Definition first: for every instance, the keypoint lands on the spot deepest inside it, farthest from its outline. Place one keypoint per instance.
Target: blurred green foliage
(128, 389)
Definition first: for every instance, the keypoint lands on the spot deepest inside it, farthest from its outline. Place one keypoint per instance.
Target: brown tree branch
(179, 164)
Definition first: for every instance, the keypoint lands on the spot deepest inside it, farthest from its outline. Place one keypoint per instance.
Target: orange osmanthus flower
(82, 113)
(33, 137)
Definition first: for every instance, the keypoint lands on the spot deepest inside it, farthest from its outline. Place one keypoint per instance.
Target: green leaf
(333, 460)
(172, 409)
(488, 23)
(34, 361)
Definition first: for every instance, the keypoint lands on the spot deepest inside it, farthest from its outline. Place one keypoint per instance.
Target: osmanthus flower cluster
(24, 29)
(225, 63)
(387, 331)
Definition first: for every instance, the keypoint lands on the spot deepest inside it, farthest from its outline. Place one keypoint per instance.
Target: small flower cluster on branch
*-*-*
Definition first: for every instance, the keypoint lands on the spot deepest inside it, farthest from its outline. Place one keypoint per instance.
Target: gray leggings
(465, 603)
*-*-*
▶ TASK DESCRIPTION: Count the lines of the material above that contain the word "branch". Reply with the number only.

▶ FULL SOLUTION: 2